◆ **WHAT TO DO**
An exact copy of every entry is needed here; the images stay out.

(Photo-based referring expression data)

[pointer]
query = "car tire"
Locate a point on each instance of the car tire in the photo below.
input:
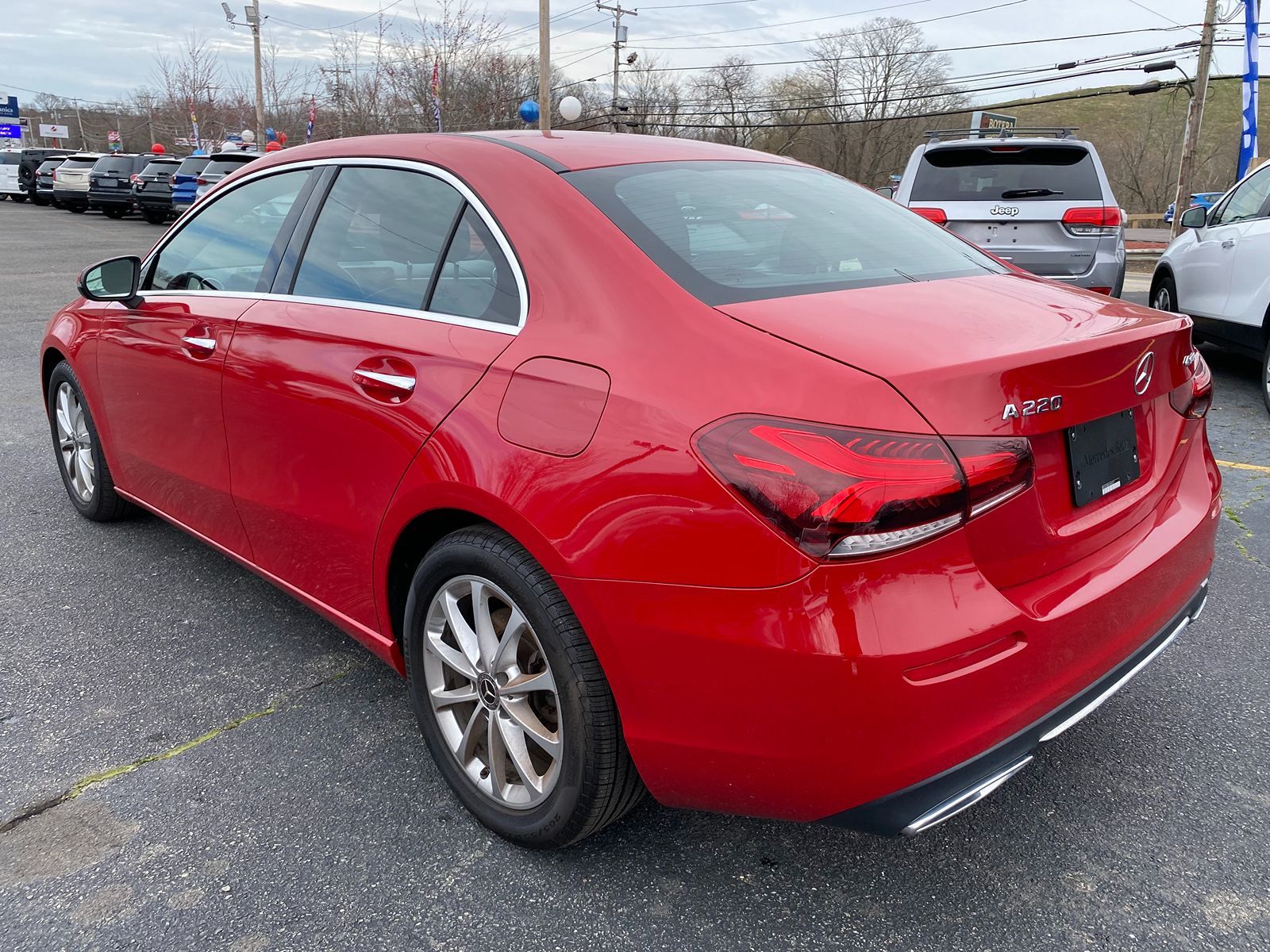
(79, 451)
(483, 575)
(1164, 294)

◆ **TASK SOLUTION**
[pointer]
query = "car tire"
Locate a point on each instance of the car tire in the photo below.
input:
(79, 451)
(483, 575)
(1164, 294)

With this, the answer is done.